■ **Set problem**
Write the next part of the review of the Black Lives Matter memoir, starting right after its final sentence.

■ **Text section**
begin
Review: ‘When They Call You a Terrorist: A Black Lives Matter Memoir’
This book is powerful, maddening, joyous, sad, romantic, uplifting, humble, honest and true. Patrisse Khan-Cullors (with asha bandele) does a fantastic job telling her amazing and yet all too typical story.
Amazing, because this young, black and queer woman has managed to create a community full of love, respect and activism in a world not created for her. Typical, because the harassment and abuse she and her family have suffered at the hands of overzealous law enforcement officials, underfunded and overwhelmed social programs, and abusive prison authorities happen to black and brown people every day.
When They Call You A Terrorist: A Black Lives Matter Memoir (St. Martin’s Press) is not a long read, but it took me a while to finish, mostly because I had to stop occasionally to process and think about the many points the authors make. Like how, in the aftermath of the Columbine shootings in 1999, it wasn’t predominantly white schools like the one she attended that installed metal detectors, even though mass shootings are much rarer in predominantly black schools. Like how the young men in her neighborhood would be terrorized by the cops and strip-searched on suspicion of minor infractions, even though the white weed dealer at her high school had no fear of getting arrested.
end
■ **Given data**
begin
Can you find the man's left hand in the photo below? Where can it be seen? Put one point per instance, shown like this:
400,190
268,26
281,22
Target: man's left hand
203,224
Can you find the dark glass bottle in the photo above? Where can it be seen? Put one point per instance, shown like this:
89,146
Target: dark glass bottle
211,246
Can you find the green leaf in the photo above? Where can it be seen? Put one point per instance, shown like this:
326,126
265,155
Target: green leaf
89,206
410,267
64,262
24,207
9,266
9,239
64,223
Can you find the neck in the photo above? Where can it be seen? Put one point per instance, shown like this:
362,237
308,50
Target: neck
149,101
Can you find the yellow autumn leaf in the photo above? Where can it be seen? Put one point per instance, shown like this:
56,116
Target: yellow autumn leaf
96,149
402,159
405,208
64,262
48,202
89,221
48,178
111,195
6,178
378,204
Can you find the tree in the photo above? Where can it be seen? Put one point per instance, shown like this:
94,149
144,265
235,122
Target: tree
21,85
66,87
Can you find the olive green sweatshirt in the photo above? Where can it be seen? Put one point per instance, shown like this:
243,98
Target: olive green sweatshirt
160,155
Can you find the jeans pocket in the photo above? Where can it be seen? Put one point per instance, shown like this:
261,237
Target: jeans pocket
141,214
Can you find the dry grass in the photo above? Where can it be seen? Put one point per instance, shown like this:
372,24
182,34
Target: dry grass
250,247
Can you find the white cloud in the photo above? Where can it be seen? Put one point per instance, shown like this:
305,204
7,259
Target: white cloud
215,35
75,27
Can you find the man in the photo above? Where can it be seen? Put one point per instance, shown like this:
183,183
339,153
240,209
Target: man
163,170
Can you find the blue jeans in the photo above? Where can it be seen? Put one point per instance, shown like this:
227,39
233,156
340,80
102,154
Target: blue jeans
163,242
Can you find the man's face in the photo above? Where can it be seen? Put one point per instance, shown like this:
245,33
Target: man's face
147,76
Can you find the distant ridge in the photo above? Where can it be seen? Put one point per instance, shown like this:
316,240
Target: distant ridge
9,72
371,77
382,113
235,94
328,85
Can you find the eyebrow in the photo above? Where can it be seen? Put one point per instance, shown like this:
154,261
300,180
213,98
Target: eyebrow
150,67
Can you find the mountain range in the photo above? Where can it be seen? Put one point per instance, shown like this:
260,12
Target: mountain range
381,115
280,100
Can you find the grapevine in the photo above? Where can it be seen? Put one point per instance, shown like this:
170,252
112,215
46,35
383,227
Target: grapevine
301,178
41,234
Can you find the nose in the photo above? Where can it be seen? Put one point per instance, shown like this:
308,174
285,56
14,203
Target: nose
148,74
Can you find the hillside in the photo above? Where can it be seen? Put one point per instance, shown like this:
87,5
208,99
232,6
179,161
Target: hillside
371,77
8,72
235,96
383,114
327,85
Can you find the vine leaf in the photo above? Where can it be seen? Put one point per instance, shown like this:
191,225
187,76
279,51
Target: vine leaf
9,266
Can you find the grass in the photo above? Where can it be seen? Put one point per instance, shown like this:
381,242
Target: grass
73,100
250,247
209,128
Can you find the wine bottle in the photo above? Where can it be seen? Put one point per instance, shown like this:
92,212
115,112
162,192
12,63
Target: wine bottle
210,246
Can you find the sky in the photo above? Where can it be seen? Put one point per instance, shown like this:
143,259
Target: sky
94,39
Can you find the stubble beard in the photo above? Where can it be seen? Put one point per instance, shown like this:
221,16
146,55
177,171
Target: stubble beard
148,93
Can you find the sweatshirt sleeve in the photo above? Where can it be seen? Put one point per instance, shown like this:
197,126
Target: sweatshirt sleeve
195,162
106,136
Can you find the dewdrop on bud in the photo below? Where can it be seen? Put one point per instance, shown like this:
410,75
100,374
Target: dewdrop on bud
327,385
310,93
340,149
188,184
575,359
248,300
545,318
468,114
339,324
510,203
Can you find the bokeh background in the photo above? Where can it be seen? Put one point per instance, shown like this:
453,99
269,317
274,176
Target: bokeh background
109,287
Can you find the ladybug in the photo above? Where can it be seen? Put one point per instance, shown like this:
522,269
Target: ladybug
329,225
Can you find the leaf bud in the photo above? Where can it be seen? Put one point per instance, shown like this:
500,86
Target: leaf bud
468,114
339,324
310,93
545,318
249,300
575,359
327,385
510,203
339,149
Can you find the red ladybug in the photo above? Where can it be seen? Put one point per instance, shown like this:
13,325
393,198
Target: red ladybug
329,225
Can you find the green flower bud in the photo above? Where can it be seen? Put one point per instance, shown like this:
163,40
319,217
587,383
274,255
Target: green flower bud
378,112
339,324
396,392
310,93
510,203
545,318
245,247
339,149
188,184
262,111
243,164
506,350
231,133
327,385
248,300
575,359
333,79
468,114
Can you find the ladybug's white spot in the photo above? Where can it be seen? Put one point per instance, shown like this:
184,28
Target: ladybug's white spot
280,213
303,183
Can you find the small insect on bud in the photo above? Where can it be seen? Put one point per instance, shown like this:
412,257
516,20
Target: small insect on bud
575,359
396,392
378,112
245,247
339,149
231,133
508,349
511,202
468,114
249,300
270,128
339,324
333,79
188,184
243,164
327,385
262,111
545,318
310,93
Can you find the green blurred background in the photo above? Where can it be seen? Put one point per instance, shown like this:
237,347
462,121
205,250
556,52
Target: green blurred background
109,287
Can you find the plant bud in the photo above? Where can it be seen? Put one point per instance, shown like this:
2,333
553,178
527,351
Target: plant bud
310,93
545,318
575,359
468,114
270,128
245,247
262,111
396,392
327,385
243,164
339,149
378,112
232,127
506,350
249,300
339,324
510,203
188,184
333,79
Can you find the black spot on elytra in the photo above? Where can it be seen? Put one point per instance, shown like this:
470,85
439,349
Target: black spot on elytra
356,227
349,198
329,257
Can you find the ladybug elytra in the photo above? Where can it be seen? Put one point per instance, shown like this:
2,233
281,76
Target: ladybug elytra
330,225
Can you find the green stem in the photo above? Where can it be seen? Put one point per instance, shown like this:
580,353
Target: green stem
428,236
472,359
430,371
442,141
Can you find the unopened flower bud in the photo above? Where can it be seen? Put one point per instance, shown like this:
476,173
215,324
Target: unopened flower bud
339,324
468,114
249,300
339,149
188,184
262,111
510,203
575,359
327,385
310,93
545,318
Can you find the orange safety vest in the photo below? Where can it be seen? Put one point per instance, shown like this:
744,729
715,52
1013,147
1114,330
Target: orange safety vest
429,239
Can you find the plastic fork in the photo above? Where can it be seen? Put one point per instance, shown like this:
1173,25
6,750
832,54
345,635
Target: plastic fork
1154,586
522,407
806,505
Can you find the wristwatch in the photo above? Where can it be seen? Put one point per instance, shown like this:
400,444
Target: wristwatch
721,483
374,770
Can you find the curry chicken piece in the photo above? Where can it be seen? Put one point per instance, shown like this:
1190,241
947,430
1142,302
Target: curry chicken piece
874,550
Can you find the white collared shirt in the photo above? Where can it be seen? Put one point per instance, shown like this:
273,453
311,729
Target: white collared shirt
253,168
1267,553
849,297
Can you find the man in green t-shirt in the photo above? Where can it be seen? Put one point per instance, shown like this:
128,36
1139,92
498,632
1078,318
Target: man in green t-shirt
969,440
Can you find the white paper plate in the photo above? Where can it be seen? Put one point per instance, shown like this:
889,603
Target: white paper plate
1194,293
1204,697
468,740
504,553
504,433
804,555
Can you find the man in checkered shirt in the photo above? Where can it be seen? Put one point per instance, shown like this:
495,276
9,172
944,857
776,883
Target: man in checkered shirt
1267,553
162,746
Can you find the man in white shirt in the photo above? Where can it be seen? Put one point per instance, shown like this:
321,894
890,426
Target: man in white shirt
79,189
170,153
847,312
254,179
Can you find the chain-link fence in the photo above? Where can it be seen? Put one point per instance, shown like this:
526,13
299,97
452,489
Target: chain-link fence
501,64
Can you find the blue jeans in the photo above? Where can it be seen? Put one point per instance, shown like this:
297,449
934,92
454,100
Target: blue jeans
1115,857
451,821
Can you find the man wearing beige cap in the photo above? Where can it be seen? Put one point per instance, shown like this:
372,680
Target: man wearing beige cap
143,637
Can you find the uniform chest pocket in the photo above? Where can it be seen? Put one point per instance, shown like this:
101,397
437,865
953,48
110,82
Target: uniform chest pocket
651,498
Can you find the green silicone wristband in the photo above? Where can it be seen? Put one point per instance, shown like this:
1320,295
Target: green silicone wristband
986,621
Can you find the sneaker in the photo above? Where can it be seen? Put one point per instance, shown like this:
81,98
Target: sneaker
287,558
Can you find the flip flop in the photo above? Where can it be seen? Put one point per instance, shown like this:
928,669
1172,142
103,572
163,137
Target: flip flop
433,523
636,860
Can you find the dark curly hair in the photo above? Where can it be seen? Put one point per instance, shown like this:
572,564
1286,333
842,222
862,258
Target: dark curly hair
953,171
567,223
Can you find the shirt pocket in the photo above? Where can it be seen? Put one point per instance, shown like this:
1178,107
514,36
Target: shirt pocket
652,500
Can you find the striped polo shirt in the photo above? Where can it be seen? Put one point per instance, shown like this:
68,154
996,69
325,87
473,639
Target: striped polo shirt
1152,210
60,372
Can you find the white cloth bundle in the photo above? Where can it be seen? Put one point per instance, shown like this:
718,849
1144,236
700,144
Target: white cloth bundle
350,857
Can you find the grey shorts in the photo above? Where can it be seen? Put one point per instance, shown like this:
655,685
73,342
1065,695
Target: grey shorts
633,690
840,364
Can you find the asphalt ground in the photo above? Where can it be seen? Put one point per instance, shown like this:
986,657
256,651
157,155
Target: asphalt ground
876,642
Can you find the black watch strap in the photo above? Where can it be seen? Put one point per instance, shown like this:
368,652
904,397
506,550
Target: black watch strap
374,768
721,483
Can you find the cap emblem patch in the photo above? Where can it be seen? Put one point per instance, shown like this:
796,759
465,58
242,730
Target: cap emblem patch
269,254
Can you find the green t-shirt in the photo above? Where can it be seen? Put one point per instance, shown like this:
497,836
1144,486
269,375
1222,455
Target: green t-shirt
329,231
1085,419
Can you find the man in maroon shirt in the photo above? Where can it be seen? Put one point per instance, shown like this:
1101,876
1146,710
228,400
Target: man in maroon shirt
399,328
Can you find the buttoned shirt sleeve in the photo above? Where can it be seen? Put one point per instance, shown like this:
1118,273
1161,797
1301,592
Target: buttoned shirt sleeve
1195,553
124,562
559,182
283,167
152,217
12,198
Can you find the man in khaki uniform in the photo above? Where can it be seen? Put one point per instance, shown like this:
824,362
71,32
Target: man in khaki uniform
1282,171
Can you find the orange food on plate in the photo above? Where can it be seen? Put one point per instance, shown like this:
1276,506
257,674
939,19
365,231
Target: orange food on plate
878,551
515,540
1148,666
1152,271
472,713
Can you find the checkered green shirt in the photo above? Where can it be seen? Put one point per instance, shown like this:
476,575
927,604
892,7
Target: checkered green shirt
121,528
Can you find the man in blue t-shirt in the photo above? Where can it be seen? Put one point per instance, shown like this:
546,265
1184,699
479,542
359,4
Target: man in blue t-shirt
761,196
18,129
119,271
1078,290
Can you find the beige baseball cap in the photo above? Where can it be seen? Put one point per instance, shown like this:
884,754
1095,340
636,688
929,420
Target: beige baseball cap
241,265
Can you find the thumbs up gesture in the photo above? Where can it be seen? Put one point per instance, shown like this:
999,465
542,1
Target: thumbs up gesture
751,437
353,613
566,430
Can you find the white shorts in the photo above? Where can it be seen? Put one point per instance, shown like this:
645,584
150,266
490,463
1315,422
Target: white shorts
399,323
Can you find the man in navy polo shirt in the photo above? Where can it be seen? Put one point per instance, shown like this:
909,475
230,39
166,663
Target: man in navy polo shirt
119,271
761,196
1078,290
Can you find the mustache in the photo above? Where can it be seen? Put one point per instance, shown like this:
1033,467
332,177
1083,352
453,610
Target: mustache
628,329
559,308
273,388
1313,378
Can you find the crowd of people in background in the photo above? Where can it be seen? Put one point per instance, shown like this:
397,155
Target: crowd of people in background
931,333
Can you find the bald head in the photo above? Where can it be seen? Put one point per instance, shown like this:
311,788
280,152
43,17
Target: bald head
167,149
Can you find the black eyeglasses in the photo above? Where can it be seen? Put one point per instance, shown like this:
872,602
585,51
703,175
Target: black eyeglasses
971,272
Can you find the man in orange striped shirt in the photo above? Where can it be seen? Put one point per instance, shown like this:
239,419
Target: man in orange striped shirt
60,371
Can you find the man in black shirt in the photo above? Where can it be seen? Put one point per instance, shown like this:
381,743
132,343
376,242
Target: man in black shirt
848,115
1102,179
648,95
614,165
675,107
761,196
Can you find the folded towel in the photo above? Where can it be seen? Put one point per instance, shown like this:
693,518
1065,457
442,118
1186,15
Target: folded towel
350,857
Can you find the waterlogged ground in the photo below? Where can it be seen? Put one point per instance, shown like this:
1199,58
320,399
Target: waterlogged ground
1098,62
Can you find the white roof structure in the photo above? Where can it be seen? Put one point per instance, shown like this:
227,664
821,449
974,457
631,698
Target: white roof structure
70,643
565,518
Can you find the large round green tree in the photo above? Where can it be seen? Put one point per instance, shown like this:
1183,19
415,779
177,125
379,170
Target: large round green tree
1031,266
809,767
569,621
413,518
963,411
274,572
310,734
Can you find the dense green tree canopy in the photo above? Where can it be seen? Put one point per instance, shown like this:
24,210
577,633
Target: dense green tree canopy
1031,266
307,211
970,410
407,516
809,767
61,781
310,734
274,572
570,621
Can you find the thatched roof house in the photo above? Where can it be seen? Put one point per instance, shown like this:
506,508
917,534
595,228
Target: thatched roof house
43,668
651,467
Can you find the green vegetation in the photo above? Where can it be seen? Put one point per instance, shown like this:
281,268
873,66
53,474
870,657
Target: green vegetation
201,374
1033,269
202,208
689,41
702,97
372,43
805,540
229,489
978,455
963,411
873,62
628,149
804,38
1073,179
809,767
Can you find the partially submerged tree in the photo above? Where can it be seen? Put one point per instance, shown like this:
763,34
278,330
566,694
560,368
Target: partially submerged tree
end
■ **Task output**
EXCERPT: «At the time the drug war was launched, Black people stood, worldwide, atop a moral mountain. America—the world—knew it owed us for years of slavery and Jim Crow. And instead of doubling down on how to repair the harm, it made us the harm… our mothers and fathers and daughters and sons were criminalized for choices they made often out of absolute desperation and lack of any real options.»
One scene describes police coming into Khan-Cullors’ home without a warrant to arrest her activist boyfriend. He hadn’t broken any laws. How did the cops know where he was? His name wasn’t on the lease. It reminded me of when Chicago police assassinated 21-year-old Black Panther Party leader Fred Hampton, in 1969. How many young activists are targeted before they even really get started?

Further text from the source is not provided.